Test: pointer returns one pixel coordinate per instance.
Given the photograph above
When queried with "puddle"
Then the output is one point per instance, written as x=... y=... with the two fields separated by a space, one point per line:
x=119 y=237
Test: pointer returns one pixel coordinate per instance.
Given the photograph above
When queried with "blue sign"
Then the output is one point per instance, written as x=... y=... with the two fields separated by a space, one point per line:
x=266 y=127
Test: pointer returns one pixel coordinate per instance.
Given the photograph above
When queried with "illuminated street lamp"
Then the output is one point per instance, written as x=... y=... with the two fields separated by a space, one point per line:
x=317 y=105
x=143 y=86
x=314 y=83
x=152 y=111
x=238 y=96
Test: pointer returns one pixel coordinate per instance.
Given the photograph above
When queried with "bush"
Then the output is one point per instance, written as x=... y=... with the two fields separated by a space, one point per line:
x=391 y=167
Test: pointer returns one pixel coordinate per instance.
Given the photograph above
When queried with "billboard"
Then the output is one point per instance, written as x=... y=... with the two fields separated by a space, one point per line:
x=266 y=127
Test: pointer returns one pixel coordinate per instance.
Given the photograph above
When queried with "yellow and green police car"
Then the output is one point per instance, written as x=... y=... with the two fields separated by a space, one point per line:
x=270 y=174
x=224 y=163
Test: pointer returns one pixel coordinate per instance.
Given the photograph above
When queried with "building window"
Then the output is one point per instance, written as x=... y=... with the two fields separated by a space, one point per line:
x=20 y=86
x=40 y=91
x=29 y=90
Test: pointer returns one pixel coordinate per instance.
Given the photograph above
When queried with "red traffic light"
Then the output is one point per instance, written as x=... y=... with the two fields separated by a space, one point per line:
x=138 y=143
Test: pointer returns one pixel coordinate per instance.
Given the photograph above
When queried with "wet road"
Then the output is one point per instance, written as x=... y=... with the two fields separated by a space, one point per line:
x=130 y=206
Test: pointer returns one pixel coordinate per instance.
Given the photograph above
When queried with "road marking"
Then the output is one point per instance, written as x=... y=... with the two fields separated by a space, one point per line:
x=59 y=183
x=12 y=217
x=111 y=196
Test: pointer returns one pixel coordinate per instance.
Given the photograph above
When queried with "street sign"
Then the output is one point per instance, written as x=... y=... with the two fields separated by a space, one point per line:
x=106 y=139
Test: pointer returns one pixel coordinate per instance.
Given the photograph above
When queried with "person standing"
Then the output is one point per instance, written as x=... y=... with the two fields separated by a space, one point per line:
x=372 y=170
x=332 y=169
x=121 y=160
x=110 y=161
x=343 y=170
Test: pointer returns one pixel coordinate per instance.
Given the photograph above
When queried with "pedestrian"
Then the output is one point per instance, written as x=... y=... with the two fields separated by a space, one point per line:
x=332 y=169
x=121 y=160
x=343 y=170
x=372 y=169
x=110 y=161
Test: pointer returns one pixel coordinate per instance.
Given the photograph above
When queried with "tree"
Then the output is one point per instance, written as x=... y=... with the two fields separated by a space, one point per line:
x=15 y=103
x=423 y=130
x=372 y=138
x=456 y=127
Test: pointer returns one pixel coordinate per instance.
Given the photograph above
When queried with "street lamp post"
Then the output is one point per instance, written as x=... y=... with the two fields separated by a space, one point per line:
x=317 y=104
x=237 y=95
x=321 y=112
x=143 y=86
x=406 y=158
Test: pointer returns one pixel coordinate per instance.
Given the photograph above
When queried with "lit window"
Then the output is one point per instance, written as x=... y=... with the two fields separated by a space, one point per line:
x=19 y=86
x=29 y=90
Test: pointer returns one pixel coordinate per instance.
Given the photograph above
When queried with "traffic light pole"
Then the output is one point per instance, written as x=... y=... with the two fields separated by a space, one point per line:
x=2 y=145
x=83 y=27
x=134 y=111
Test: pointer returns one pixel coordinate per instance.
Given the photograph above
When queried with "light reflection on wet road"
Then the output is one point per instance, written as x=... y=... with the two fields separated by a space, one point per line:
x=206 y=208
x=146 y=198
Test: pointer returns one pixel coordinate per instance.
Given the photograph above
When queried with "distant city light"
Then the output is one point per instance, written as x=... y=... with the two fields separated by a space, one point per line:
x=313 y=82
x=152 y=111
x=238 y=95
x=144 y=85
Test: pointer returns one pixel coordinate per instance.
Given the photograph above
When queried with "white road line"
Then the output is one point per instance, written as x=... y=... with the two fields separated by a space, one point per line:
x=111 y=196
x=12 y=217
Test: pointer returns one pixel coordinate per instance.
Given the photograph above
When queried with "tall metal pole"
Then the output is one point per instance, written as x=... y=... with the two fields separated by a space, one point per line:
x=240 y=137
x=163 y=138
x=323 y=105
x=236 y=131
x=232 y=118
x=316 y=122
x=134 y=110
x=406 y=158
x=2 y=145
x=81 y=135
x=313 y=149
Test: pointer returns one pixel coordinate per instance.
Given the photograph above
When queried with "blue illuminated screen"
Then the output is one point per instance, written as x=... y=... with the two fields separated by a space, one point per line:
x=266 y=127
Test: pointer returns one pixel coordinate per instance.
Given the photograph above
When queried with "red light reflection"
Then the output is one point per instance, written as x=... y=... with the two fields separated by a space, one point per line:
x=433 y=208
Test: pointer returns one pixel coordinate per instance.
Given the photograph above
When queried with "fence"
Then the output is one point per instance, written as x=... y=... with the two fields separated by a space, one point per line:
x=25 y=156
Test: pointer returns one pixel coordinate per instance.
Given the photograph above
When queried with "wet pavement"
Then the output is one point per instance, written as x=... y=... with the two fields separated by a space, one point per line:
········
Exercise: Write out all the entries exactly.

The response:
Test: pointer returns one pixel coordinate per instance.
Given the photograph above
When queried with "puddle"
Then the output is one point per instance, written as x=... y=... with the two fields separated by a space, one point per line:
x=119 y=237
Test: pointer returns one pixel coordinate per instance.
Given the photograph above
When queried with "blue sign"
Then the output is one point per instance, written as x=... y=... with the two fields separated by a space, one point per line:
x=266 y=127
Test: pointer returns one pixel coordinate per instance.
Given the photograph above
When queried with "illuminated street lamp"
Then the output is one point per instance, written as x=... y=... with the two fields separated by a space, one point per line:
x=317 y=105
x=143 y=86
x=314 y=83
x=152 y=111
x=238 y=96
Test: pointer returns one pixel coordinate per instance.
Given the photograph above
When queried with "bush"
Then the output is one point per instance, written as x=... y=... with the two fields separated by a space, one point per line:
x=391 y=167
Test: pointer returns one pixel coordinate per instance.
Given the photograph above
When queried with "billboard"
Then the output is one point per instance, written as x=... y=... with the two fields separated by a space, one point per line:
x=266 y=127
Test: pointer returns one pixel coordinate per instance.
Given the photograph above
When queried with "yellow and green police car"
Then the output is one point per instance, written as x=... y=... with the two fields separated by a space, one point per line:
x=270 y=174
x=224 y=163
Test: pointer returns one pixel coordinate per instance.
Given the photograph above
When queried with "building window"
Then the output is one point per instance, written as x=... y=... with the two fields separated by a space, one point per line:
x=20 y=86
x=40 y=91
x=29 y=90
Test: pointer returns one pixel coordinate per instance.
Given the photograph above
When queried with "red traffic light"
Then the output is one point per instance, written as x=... y=... with the two fields separated by a space, one point per line:
x=138 y=143
Test: pointer returns one pixel coordinate per instance.
Given the photograph above
When queried with "wet road"
Then the output is one point per instance, written as x=... y=... with the two fields separated by a space, one point per line:
x=130 y=206
Test: pointer returns one pixel coordinate per instance.
Given the photograph above
When queried with "road marking"
Then the output is one point per instance, written as x=... y=... with the two fields separated by a space, one point per line:
x=59 y=183
x=12 y=217
x=111 y=196
Test: pointer returns one pixel coordinate per instance.
Given the photograph above
When queried with "street sign"
Then the output is one point per instance, written as x=... y=... with the two fields separated by a space, one point per line:
x=106 y=139
Test: pointer returns one pixel coordinate per instance.
Given the photograph above
When queried with "person standing"
Then the output is one point per instance, written as x=... y=... with the two fields separated by a space, one point per line:
x=372 y=170
x=332 y=169
x=121 y=160
x=110 y=161
x=343 y=170
Test: pointer returns one pixel coordinate per instance.
Given the photograph above
When queried with "pedestrian"
Then the output is one point per instance, written as x=... y=... with the two fields separated by a space, one point per line:
x=332 y=169
x=121 y=160
x=343 y=170
x=372 y=169
x=110 y=161
Test: pointer returns one pixel coordinate per instance.
Given the photograph above
When queried with "tree"
Then the output is one point per instance, written as x=... y=... with the two fields separated by a space, one point per line:
x=15 y=103
x=423 y=130
x=372 y=138
x=456 y=127
Test: pointer returns one pixel coordinate per instance.
Given the photograph above
When queried with "street lamp post"
Then the output is one point per instance, written as x=... y=... with the two fields separated by a space, one point per line:
x=317 y=104
x=237 y=95
x=321 y=112
x=143 y=86
x=406 y=158
Test: pointer returns one pixel coordinate per instance.
Given the photograph above
When queried with "lit window"
Then the output is one point per instance, written as x=... y=... with the two fields separated by a space, one point per line:
x=19 y=86
x=29 y=90
Test: pointer returns one pixel coordinate per instance.
Given the photograph above
When queried with "traffic light pole"
Then the output is one point per instance, written as x=... y=... with the two fields separated by a space, one point per line:
x=2 y=145
x=83 y=27
x=134 y=111
Test: pointer returns one pixel coordinate per instance.
Given the photograph above
When queried with "light reflection on wet road"
Then the output is one point per instance, written as x=... y=... with the two fields separated by a space, one point per line:
x=206 y=208
x=146 y=198
Test: pointer returns one pixel coordinate per instance.
Given the photograph above
When queried with "distant city light"
Then the output is one point per instance, written as x=... y=... with the two fields separated by a space, one point per line:
x=313 y=82
x=152 y=111
x=238 y=95
x=144 y=85
Test: pointer returns one pixel coordinate per instance.
Given the photograph above
When queried with "white road line"
Then the output is one point per instance, written as x=... y=... with the two fields separated by a space, one point per line:
x=111 y=196
x=12 y=217
Test: pointer returns one pixel coordinate per instance.
Given the photograph above
When queried with "tall metal pole"
Then the output is one point per instance, written as x=... y=... with the two fields separated by a space, one point per line:
x=240 y=137
x=163 y=138
x=323 y=105
x=236 y=131
x=232 y=118
x=316 y=122
x=134 y=110
x=406 y=158
x=2 y=145
x=81 y=135
x=313 y=149
Test: pointer returns one pixel coordinate per instance.
Given the photograph above
When queried with "blue illuminated screen"
Then the output is one point per instance, written as x=... y=... with the two fields separated by a space, one point per line:
x=266 y=127
Test: pointer returns one pixel coordinate per instance.
Given the photograph above
When queried with "red light reflection"
Then the output is one point per instance, written as x=... y=... with the two fields separated by a space, one point per line:
x=433 y=208
Test: pointer returns one pixel coordinate per instance.
Given the photograph above
When queried with "fence"
Then the output is one point per instance, written as x=... y=... with the two fields separated by a space, one point per line:
x=25 y=156
Test: pointer returns one pixel coordinate per instance.
Given the photograph above
When queried with "wet pavement"
Then the output is one point per instance, written as x=... y=... with the two fields separated by a space, one point per line:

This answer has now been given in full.